**Text block:**
** BEGIN **
Apache Ignite.NET

The Apache Ignite .NET Developer Hub

Welcome to the Apache Ignite .NET developer hub. You'll find comprehensive guides and documentation to help you start working with Apache Ignite.NET as quickly as possible, as well as support if you get stuck. Let's jump right in!

Get Started    

Distributed DML

Overview

Apache Ignite.NET SQL Grid not only allows selecting data from the Data Grid, using SQL ANSI-99 syntax, it makes it possible to modify that data with well-known DML statements like INSERT, UPDATE, or DELETE. By taking advantage of this ability, you can work with Apache Ignite In-Memory Data Fabric as with an in-memory distributed database fully relying on its SQL capabilities.

SQL ANSI-99 Compliance

DML queries, as well as all the SELECT queries, are SQL ANSI-99 compliant.

Ignite stores all the data in memory in form of key-value pairs and hence all the DML related operations are converted into corresponding cache key-value based commands like ICache.Put(...) or ICache.InvokeAll(...). Let's take a deep look at how the DML statements are implemented in Ignite.

DML API

In general, all the DML statements can be divided into two groups - Those that add new entries into a cache (INSERT and MERGE), and those that modify the existing data (UPDATE and DELETE).
** END **
**Written task 1:**
Decide whether each statement agrees with the Distributed DML page, and give yes or no with the words from the page that settle it: (a) DML queries are SQL ANSI-99 compliant; (b) Ignite stores its data on disk as relational tables; (c) MERGE belongs to the group of statements that modify existing data.
**Written task 2:**
Name every DML statement keyword that appears on the Distributed DML page.
**Written task 3:**
According to the Distributed DML page, what are DML operations converted into?
Base every answer only on the Distributed DML page.

**Shape annotation rows:**
** BEGIN **
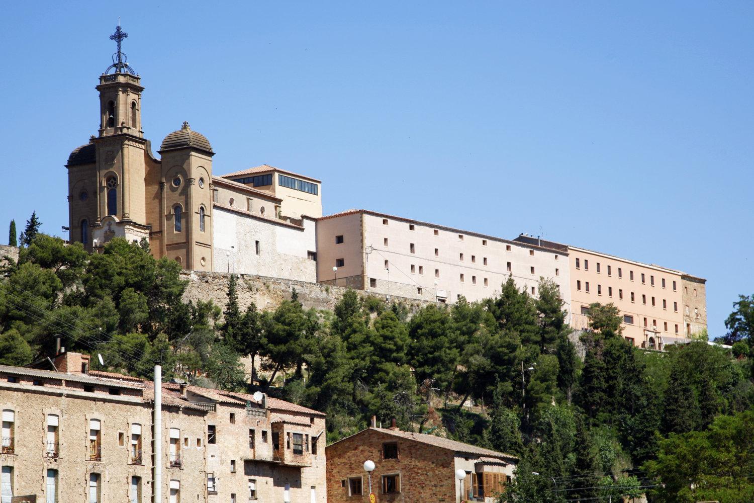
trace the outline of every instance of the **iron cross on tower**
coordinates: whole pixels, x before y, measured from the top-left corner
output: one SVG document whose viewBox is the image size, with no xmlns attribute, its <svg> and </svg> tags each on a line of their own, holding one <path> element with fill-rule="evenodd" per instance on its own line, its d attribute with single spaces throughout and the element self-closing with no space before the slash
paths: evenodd
<svg viewBox="0 0 754 503">
<path fill-rule="evenodd" d="M 118 20 L 118 26 L 115 27 L 115 32 L 110 35 L 110 40 L 115 40 L 115 43 L 118 44 L 118 52 L 112 55 L 112 64 L 108 66 L 107 69 L 105 70 L 105 73 L 109 72 L 111 69 L 115 69 L 115 73 L 127 72 L 131 75 L 136 75 L 130 66 L 128 66 L 128 63 L 126 63 L 127 58 L 125 53 L 121 51 L 121 42 L 127 36 L 128 34 L 121 29 L 121 22 Z"/>
</svg>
** END **
**Written solution 1:**
(a) Yes: "DML queries, as well as all the SELECT queries, are SQL ANSI-99 compliant."
(b) No: "Ignite stores all the data in memory in form of key-value pairs"
(c) No: "Those that add new entries into a cache (INSERT and MERGE)"

**Written solution 2:**
INSERT, UPDATE, DELETE, MERGE

**Written solution 3:**
They are converted into cache key-value commands such as ICache.Put(...) or ICache.InvokeAll(...).